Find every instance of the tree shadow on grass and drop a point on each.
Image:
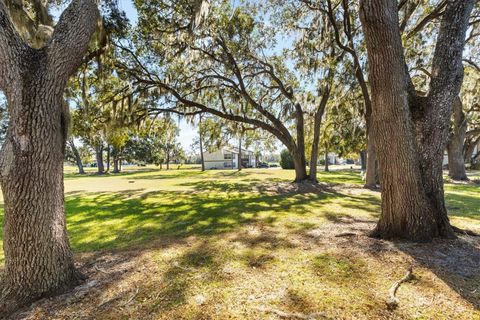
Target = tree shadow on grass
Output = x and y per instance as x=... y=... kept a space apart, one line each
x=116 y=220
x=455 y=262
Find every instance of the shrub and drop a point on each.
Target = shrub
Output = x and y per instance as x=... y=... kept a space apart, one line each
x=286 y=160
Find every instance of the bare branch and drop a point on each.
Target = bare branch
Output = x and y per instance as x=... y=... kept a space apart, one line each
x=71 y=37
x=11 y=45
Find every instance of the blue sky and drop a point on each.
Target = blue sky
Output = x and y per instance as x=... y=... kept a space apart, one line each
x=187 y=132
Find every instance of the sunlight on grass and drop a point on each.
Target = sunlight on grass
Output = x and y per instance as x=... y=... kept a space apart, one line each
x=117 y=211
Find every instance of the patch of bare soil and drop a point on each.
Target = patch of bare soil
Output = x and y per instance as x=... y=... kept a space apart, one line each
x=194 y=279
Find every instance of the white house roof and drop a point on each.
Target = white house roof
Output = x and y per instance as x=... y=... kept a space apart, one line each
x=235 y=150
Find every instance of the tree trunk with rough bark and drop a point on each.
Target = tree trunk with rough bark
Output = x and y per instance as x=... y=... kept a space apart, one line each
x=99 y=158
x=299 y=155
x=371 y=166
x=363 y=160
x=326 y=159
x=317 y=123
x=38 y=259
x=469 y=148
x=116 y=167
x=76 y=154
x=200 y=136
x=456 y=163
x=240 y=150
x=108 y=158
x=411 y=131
------
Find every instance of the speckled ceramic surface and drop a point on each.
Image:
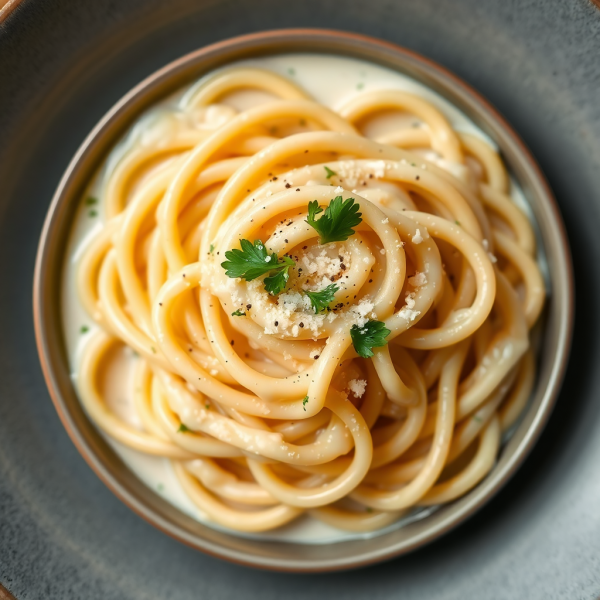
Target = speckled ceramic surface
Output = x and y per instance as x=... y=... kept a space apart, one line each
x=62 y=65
------
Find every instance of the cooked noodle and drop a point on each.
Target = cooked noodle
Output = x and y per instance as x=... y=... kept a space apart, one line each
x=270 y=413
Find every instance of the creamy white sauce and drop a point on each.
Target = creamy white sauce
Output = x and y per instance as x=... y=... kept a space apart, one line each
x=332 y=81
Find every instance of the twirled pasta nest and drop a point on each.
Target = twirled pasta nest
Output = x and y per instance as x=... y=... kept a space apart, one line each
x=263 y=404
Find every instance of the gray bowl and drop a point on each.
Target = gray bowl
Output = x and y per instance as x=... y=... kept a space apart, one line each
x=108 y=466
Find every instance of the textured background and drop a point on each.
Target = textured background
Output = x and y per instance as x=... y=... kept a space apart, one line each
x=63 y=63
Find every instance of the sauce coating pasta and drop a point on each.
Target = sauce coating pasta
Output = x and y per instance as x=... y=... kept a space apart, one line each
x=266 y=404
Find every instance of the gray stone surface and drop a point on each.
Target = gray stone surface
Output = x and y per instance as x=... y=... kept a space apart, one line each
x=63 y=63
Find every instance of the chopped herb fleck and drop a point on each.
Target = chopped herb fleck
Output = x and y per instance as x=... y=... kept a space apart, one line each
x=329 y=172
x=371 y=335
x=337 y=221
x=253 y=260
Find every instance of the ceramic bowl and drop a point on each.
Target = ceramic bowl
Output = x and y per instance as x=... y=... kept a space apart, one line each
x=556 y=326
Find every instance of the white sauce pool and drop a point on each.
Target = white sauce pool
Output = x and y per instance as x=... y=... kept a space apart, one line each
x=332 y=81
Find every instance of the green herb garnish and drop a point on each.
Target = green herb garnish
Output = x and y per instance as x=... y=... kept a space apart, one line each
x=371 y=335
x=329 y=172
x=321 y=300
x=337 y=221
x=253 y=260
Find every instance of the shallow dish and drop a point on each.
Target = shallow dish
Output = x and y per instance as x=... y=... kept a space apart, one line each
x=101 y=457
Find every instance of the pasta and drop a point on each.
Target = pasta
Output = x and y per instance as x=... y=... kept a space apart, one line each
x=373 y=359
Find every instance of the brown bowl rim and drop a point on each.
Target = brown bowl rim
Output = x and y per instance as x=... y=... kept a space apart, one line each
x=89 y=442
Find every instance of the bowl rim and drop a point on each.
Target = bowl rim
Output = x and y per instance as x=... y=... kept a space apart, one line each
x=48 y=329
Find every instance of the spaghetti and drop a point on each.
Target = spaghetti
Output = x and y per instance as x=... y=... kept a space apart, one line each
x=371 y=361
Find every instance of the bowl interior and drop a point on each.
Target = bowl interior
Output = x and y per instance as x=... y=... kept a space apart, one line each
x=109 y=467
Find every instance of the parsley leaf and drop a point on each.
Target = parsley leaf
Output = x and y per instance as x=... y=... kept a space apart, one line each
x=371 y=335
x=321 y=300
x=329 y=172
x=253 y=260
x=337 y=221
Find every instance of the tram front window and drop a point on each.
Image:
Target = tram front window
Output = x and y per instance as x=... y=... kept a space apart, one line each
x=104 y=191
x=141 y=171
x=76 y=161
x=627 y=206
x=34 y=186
------
Reproduce word for word the material above, beginning with the line that contains "Target = tree shadow on grass" and ending with the line that contains "Target = bare branch".

◆ RESPONSE TO THE EXERCISE
Target = tree shadow on grass
Output = x and y per instance as x=... y=... kept a space apart, one line each
x=116 y=220
x=455 y=262
Find every instance of the shrub and drop a point on each.
Target = shrub
Output = x and y per instance as x=... y=... kept a space apart, one line each
x=286 y=160
Find every instance of the bare branch and drop a point on each.
Target = bare branch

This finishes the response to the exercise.